Teks yang diberikan>
>>>
Eropa Habiskan Nyaris Rp 13 Kuadriliun untuk Tangani Krisis Energi

ANTARA FOTO/REUTERS/Hannah McKay/aww/cf
Suasana stasiun King's Cross, London, Inggris, Senin (21/12/2020). Negara-negara Eropa, termasuk Inggris disebut telah menghabiskan nyaris Rp 13 kuadriliun untuk menangani krisis energi.
Penulis: Happy Fajrian
13/2/2023, 13.07 WIB

Negara-negara di Eropa diperkirakan telah menghabiskan hampir € 800 miliar, tepatnya € 792 miliar atau hampir Rp 13.000 triliun (Rp 13 kuadriliun), untuk menangani krisis energi yang mendera sejak akhir 2021.
<<<
(Data penunjukan wilayah)
>>>
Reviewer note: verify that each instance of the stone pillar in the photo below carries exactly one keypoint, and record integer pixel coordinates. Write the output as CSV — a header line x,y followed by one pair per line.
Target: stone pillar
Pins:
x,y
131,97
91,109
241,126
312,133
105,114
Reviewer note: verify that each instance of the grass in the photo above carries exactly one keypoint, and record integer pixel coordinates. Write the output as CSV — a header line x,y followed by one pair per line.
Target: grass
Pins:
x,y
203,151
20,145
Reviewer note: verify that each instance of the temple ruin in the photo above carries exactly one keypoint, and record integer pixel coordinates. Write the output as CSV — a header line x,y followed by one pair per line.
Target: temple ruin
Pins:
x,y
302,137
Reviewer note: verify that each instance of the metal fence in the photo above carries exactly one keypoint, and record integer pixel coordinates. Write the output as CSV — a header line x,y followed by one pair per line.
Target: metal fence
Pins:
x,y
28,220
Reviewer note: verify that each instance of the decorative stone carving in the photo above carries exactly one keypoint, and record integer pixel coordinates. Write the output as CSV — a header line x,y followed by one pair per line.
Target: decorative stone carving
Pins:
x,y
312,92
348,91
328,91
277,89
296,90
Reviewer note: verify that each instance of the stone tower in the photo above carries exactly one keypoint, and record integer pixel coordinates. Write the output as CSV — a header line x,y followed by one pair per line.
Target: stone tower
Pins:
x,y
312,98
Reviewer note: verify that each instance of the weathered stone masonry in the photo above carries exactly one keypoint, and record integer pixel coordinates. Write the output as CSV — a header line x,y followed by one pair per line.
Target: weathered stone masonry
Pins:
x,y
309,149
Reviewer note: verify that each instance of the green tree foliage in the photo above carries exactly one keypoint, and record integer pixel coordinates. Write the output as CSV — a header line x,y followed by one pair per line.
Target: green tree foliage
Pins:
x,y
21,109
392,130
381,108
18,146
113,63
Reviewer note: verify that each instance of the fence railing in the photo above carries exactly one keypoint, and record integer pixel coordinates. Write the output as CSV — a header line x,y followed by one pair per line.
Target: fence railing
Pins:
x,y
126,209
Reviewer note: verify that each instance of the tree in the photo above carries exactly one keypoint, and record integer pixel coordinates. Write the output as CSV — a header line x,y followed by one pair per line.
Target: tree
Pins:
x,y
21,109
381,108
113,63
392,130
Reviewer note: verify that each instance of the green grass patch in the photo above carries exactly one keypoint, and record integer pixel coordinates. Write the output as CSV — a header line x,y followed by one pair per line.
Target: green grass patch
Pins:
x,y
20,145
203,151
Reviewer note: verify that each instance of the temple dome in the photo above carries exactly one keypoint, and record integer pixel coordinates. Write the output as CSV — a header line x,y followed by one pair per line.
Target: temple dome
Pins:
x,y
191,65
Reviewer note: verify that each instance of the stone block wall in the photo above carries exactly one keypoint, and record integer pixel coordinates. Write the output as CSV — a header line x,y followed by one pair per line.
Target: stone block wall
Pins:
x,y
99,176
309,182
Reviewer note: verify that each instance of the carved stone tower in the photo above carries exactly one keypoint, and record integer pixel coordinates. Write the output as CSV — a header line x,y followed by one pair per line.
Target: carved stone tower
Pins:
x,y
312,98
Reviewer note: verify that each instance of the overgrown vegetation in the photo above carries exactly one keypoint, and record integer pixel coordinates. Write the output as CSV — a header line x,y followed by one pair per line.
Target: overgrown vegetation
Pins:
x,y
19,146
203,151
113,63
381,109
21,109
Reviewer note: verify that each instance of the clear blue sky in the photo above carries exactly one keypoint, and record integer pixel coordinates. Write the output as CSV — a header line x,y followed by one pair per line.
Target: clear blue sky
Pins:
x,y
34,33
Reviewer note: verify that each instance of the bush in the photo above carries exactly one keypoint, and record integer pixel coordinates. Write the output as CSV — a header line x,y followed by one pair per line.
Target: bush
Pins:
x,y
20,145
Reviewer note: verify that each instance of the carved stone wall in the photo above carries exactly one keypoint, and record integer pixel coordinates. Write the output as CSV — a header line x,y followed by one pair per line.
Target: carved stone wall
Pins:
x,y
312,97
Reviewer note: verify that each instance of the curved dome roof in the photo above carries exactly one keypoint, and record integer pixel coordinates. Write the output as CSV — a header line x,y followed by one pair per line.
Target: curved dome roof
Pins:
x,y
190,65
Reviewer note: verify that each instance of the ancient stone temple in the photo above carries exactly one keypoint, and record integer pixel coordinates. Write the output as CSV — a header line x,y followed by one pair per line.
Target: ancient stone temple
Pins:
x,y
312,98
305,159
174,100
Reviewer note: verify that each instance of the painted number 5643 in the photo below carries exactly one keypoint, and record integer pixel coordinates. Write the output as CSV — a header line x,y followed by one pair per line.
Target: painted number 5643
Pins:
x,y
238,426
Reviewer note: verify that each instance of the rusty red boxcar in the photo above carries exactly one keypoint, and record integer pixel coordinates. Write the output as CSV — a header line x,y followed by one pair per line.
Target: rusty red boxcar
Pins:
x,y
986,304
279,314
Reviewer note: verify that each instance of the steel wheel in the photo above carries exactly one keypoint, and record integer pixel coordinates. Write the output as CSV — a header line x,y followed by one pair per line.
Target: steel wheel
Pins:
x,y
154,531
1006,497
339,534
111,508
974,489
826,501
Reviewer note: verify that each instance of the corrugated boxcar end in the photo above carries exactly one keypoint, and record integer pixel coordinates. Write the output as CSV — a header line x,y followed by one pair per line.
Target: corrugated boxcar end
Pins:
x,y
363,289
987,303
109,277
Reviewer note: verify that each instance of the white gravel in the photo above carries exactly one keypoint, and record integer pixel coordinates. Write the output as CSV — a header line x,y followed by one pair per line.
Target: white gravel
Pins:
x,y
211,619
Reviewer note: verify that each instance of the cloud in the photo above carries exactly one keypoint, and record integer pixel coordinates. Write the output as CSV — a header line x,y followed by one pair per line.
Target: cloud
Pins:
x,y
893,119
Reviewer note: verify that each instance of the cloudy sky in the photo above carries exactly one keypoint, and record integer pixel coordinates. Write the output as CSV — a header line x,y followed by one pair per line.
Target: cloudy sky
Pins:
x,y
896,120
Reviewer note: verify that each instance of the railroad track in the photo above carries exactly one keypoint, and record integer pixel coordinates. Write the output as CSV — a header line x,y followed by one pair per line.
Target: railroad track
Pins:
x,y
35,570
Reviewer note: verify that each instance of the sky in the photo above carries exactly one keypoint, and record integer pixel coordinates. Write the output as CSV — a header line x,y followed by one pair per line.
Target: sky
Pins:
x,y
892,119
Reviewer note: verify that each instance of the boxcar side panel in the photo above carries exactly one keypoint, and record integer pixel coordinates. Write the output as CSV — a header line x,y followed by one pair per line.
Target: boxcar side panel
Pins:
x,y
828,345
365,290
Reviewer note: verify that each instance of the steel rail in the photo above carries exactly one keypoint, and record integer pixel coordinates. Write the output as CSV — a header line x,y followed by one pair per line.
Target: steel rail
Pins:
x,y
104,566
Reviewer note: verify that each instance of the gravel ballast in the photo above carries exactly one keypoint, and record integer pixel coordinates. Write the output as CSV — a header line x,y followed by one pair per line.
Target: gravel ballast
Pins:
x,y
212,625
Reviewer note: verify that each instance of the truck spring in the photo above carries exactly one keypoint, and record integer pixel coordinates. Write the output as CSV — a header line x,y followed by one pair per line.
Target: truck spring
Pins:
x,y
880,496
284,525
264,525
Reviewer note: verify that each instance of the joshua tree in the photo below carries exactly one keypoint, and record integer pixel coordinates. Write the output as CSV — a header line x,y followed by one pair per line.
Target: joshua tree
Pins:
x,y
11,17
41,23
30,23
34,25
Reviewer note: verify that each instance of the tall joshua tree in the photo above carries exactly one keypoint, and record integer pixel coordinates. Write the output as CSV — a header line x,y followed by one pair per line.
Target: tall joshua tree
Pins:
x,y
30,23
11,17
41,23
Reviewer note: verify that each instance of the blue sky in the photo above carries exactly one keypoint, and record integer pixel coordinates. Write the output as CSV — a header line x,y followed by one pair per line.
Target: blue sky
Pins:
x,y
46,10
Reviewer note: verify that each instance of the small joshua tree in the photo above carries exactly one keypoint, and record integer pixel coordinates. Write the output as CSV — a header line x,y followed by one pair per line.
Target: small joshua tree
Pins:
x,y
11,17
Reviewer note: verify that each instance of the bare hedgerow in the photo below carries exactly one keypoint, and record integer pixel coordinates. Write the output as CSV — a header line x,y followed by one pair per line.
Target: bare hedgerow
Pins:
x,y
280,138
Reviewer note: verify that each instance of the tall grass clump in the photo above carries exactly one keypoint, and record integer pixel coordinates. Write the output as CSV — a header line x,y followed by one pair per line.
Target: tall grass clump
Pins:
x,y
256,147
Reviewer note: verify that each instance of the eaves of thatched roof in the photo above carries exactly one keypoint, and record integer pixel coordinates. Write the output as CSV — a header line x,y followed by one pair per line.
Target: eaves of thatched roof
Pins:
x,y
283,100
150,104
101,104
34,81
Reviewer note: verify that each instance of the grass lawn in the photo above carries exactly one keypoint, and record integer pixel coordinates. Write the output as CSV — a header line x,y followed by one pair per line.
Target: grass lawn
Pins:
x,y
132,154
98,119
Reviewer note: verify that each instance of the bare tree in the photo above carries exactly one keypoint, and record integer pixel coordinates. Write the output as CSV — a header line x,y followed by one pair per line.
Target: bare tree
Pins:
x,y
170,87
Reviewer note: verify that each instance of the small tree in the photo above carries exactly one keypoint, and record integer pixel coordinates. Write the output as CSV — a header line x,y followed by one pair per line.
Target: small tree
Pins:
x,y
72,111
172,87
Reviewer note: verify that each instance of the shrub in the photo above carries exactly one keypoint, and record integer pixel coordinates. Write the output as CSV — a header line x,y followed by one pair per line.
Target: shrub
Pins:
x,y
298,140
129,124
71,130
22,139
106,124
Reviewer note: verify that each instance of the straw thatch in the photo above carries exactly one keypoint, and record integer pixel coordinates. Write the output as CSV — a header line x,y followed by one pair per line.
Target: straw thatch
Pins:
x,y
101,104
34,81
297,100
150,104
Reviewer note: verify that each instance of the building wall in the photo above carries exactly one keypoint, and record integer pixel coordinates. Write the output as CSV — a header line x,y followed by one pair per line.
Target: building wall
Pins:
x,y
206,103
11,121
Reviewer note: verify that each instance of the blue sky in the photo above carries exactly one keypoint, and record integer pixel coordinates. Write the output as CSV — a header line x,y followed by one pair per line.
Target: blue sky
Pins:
<<<
Tugas yang dikerjakan>
Jawab pertanyaan berikut berdasarkan teks tentang krisis energi Eropa:
(a) Berapa jumlah tepat dalam euro yang diperkirakan telah dihabiskan negara-negara Eropa untuk menangani krisis energi?
(b) Sejak kapan krisis energi itu mendera?
(c) Stasiun apa yang suasananya tampak dalam foto?

Jawaban akhir>
(a) € 792 miliar.
(b) Sejak akhir 2021.
(c) Stasiun King's Cross di London, Inggris.